Copy everything from the line containing "Task: point out the blonde" down to the line containing "point(20, 257)" in the material below, swapping "podium" for "lectern" and leaving all else unchanged.
_ _ _ _ _ _ _
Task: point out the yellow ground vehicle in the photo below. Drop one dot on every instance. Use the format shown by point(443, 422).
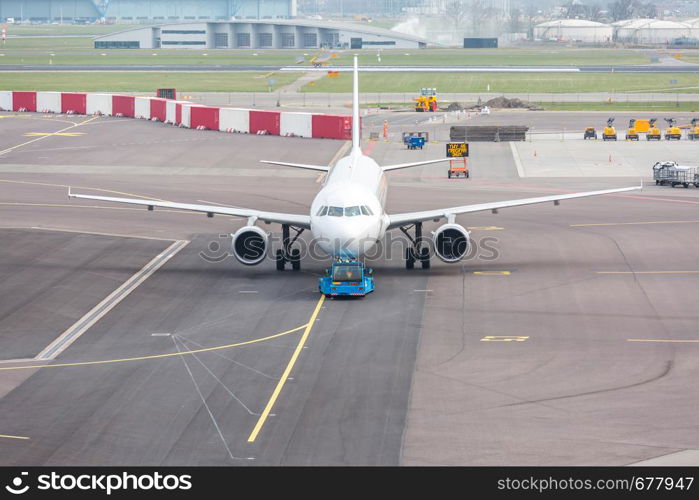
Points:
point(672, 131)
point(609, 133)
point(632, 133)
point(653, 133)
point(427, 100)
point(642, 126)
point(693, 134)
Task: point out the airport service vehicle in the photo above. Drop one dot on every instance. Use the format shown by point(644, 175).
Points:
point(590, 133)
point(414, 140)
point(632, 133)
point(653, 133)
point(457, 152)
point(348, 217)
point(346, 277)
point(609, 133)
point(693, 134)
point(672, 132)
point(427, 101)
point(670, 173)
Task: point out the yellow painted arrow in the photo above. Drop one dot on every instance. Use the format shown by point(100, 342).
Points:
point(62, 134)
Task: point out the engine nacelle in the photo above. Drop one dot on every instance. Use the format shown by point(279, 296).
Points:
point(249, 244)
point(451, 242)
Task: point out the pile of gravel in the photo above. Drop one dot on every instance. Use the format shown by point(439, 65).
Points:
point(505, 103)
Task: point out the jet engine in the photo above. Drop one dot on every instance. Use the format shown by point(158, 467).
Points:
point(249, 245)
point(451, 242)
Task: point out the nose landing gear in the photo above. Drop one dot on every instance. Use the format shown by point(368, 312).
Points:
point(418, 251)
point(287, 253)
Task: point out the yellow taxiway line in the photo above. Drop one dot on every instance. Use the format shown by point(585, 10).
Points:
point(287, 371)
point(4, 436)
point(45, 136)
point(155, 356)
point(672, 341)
_ _ _ _ _ _ _
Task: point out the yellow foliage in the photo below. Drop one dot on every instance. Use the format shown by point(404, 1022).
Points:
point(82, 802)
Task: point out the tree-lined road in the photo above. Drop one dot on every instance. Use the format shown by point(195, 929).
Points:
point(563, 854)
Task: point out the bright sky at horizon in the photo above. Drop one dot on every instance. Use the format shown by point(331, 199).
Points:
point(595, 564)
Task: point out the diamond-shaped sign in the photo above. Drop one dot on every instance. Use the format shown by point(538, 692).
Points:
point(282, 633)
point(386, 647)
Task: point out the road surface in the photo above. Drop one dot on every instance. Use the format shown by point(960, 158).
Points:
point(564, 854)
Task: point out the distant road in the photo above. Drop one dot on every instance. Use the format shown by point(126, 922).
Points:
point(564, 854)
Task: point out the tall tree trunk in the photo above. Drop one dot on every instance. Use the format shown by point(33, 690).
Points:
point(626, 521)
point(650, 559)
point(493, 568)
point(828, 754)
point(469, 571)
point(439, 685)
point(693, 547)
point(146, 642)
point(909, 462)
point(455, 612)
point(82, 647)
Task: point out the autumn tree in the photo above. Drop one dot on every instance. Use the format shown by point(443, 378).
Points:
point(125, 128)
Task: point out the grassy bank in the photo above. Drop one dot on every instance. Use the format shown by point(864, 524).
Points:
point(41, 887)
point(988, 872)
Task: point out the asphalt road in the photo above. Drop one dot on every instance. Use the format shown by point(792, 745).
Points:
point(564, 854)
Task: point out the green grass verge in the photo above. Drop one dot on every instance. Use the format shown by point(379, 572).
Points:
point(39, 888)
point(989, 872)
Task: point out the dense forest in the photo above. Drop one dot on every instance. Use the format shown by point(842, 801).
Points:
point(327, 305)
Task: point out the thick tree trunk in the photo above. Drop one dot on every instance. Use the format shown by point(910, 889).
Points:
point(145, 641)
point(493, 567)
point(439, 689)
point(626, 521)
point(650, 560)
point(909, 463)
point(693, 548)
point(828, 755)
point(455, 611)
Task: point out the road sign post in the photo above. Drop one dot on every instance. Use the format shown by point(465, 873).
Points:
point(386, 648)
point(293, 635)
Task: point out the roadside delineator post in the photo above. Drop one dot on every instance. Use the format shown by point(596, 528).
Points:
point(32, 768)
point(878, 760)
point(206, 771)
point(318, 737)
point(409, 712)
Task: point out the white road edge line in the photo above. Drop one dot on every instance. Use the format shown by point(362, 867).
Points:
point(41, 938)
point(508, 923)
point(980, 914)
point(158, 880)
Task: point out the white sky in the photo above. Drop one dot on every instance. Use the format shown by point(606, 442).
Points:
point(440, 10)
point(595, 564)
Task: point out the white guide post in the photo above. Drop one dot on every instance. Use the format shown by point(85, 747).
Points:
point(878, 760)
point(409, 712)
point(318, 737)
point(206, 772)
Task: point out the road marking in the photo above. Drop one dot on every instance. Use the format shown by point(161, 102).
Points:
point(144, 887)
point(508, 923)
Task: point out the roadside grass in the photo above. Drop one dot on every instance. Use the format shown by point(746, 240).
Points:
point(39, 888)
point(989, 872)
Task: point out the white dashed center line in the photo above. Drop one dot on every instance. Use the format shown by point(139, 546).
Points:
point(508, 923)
_ _ _ _ _ _ _
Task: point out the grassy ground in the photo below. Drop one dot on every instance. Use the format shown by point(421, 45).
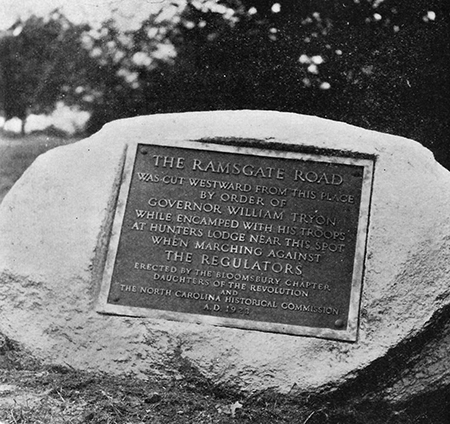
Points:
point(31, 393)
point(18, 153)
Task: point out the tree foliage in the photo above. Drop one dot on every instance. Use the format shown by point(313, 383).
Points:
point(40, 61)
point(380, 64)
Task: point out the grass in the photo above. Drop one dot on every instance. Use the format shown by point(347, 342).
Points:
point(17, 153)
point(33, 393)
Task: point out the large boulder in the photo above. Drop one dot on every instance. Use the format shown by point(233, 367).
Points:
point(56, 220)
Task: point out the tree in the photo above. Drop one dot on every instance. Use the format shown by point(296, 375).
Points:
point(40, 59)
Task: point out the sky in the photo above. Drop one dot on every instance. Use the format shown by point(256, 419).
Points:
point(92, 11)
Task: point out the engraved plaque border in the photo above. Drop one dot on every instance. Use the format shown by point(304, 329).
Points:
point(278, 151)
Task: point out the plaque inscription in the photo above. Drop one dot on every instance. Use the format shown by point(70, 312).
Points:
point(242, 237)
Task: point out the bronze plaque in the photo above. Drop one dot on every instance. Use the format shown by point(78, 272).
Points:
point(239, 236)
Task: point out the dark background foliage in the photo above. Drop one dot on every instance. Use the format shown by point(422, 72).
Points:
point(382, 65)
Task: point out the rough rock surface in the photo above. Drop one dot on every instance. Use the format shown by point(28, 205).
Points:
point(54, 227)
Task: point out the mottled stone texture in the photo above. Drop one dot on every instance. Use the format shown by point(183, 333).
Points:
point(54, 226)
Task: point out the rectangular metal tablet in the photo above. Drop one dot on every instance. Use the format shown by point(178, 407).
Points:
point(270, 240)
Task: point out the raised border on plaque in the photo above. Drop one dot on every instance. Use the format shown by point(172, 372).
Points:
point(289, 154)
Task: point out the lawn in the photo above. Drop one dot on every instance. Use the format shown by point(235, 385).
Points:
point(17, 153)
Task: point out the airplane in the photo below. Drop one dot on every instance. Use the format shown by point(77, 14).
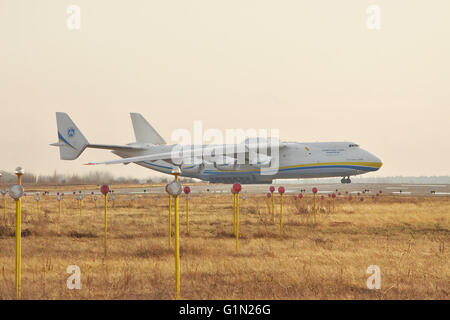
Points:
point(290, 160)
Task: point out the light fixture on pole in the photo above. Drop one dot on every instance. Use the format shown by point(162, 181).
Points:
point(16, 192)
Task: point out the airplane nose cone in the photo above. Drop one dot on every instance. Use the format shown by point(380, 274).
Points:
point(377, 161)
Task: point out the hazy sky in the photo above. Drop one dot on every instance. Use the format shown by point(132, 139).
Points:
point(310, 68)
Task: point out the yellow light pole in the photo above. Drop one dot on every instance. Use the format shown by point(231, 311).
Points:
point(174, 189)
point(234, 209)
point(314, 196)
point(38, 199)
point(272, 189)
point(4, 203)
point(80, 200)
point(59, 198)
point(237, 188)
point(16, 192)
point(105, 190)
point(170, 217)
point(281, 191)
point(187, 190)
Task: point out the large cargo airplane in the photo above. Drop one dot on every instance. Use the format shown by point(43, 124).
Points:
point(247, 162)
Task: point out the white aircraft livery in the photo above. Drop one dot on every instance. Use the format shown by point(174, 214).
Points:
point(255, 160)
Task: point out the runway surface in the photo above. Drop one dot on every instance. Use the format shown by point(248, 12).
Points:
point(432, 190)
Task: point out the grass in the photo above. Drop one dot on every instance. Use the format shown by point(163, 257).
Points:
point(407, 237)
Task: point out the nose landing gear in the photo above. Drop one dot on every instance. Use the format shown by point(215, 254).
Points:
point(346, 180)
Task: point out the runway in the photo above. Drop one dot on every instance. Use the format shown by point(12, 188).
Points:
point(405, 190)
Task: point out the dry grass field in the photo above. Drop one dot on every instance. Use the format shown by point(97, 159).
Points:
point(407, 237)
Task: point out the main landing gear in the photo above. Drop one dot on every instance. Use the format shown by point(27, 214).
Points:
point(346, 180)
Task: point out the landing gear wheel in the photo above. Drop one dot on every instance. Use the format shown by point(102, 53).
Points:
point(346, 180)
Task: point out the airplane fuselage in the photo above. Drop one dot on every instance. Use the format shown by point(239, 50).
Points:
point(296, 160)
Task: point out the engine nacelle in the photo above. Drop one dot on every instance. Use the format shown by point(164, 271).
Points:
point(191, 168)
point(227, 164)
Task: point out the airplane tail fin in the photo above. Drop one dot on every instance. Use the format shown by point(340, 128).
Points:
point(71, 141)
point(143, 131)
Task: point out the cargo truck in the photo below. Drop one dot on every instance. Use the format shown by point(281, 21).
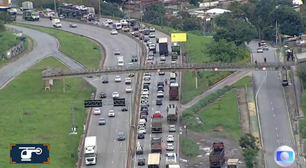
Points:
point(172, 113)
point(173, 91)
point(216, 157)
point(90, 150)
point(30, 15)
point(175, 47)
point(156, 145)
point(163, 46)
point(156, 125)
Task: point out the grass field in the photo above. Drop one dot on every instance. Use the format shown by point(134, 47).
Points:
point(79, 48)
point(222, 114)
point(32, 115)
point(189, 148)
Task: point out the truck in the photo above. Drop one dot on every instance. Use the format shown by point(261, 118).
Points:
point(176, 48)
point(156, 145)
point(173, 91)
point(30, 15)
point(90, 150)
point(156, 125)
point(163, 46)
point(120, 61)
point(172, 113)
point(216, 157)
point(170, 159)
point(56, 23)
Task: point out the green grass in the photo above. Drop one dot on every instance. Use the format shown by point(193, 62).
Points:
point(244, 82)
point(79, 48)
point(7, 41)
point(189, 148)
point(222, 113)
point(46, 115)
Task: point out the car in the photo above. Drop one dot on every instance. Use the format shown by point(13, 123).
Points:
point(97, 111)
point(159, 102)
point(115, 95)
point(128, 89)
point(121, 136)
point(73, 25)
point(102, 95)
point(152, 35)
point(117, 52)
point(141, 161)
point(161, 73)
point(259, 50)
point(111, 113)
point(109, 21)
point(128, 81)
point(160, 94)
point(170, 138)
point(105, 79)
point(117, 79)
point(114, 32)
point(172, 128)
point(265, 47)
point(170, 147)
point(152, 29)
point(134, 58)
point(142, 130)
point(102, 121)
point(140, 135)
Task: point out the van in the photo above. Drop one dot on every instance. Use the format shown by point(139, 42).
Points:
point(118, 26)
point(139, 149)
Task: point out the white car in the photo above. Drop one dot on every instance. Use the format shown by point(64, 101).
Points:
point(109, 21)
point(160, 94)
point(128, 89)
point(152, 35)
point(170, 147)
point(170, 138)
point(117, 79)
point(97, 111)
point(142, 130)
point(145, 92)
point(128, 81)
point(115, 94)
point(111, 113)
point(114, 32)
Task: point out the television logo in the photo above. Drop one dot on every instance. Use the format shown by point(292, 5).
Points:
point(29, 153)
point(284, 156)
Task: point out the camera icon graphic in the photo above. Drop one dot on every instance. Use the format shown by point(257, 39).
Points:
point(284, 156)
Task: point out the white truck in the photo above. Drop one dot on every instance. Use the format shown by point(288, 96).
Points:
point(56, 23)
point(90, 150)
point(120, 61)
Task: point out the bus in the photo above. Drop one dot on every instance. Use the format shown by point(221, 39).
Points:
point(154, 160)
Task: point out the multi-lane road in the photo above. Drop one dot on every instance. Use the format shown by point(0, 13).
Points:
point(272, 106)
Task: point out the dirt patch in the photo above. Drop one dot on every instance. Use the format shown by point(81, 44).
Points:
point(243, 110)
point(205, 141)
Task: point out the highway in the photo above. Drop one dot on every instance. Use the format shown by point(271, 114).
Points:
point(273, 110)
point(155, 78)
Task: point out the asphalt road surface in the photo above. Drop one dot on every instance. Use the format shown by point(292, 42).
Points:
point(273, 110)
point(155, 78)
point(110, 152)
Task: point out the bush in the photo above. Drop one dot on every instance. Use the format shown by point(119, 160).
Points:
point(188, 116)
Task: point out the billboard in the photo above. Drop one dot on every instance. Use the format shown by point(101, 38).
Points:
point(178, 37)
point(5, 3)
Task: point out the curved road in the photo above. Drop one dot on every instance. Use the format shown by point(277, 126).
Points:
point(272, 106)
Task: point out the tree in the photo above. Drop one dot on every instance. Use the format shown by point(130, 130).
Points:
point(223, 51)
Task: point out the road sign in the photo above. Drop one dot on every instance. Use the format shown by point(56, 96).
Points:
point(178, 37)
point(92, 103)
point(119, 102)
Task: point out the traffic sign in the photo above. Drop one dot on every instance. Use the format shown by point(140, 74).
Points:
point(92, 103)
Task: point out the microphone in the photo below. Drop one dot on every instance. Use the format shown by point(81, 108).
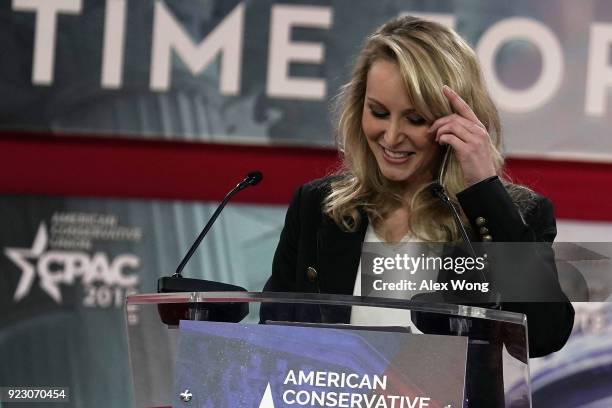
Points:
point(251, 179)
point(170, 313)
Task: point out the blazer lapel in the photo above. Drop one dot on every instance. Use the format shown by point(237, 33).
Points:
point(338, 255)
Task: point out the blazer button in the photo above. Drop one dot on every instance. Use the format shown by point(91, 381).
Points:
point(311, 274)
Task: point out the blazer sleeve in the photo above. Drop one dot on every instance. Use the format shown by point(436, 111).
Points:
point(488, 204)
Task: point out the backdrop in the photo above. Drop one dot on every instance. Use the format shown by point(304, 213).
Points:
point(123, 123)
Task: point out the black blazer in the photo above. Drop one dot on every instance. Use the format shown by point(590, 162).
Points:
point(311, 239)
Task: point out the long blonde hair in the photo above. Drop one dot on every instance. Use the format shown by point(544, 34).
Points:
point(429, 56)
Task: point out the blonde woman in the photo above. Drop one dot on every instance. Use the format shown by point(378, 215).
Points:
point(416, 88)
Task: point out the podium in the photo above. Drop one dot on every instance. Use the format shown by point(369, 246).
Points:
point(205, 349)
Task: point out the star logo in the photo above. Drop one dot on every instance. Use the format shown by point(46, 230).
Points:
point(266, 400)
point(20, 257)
_ _ _ _ _ _ _
§ IN RESPONSE
Task: point out the blonde woman in the photo above. Drop one dot on every instance. Use the format shown by point(378, 215).
Points:
point(416, 88)
Task: point out the lectern in the photo above. Drop one dot on every instance. Use the format shown by point(369, 246).
Points:
point(205, 349)
Task: point out the star logo in the photo above. Drop one dot on every instance. Use the format shown by point(46, 230).
Points:
point(266, 400)
point(20, 257)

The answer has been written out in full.